>>>

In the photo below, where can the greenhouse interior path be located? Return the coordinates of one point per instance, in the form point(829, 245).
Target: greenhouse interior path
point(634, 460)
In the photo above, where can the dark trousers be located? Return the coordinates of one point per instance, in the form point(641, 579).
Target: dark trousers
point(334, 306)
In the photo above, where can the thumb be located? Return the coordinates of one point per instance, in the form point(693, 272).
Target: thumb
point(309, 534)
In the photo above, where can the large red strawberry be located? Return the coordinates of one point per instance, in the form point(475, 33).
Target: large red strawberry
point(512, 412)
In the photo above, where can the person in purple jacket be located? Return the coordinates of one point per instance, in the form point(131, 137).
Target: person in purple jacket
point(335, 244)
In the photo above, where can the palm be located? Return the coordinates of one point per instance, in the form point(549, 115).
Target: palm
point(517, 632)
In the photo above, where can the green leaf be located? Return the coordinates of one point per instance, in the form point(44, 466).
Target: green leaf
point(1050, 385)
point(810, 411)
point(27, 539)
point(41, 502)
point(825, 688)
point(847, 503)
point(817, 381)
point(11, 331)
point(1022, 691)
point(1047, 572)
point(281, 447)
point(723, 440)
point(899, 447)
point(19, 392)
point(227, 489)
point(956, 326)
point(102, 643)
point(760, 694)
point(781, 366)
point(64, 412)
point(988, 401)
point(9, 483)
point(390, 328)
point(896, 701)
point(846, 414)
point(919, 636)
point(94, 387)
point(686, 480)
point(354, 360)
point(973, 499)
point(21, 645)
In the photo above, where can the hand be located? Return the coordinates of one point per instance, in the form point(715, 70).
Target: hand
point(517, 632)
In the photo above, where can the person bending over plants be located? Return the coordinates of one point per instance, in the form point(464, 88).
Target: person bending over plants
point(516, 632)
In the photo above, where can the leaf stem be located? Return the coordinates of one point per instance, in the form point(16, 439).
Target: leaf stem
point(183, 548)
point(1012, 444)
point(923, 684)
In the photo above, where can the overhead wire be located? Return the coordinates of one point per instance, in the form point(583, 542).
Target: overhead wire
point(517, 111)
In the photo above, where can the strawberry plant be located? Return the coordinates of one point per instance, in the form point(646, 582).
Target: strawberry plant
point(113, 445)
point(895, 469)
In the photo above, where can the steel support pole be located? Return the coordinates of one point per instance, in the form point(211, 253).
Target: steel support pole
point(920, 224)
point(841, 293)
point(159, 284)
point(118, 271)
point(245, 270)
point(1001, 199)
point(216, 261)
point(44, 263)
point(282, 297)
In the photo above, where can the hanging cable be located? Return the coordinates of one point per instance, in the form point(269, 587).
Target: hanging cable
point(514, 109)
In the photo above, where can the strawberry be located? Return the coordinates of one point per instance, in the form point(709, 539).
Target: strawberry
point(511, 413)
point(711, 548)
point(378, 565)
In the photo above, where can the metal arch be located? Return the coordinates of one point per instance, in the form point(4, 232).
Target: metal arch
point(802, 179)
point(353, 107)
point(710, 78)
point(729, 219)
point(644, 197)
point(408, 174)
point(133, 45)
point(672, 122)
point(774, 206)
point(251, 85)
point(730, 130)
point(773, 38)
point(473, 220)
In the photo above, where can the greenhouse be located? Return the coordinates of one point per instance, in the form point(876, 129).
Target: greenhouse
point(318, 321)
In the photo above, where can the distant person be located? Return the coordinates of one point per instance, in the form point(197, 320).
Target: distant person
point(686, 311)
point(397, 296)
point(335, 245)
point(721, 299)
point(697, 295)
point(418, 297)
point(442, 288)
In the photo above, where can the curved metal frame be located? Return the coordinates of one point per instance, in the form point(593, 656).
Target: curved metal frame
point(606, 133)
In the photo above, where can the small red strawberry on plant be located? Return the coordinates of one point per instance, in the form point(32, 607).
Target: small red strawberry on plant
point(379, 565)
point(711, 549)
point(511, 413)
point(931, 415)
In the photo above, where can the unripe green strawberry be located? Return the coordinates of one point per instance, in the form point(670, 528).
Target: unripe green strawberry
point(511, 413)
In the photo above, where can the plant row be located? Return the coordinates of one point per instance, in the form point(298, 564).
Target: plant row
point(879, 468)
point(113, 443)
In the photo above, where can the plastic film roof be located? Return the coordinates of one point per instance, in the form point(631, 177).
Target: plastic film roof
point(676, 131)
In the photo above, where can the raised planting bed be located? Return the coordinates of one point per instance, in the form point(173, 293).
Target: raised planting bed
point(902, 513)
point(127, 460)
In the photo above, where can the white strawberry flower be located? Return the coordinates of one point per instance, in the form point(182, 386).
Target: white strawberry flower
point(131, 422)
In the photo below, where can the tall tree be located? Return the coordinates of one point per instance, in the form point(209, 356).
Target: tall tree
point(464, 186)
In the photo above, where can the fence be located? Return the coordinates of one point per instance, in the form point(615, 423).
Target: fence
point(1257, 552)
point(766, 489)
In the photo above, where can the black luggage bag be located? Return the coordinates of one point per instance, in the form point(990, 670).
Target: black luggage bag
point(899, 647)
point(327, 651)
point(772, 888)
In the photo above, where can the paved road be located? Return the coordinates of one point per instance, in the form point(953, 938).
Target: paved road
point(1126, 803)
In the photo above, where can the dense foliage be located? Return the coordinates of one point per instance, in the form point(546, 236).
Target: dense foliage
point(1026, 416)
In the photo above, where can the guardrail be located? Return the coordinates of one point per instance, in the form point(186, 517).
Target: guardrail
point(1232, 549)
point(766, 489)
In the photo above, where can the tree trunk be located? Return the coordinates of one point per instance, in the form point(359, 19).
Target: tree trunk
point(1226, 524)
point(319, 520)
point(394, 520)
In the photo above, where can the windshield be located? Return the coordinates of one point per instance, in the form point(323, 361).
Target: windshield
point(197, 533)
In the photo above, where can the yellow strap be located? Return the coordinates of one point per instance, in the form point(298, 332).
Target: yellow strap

<<<

EXERCISE DIRECTIONS: Return the lines from the line containing "In the photo above, where can the guardrail" to the end of the entries above, exactly as they appear and with no other output.

THE ANSWER:
In the photo above, where can the guardrail be located? Return the coordinates of one point per instance, in the form point(186, 517).
Target: guardrail
point(1232, 549)
point(766, 489)
In the photo above, where can the tree trunk be located? Return the coordinates of one point per instance, in the form point(359, 19).
Target: tree trunk
point(1226, 524)
point(319, 520)
point(394, 520)
In the photo above, where can the windshield be located? Return the coordinates of one point per instance, in the form point(323, 361).
Target: windshield
point(197, 533)
In the photo above, where can the yellow strap be located? Return the coordinates of one point per instance, in the form point(298, 332).
Target: yellow strap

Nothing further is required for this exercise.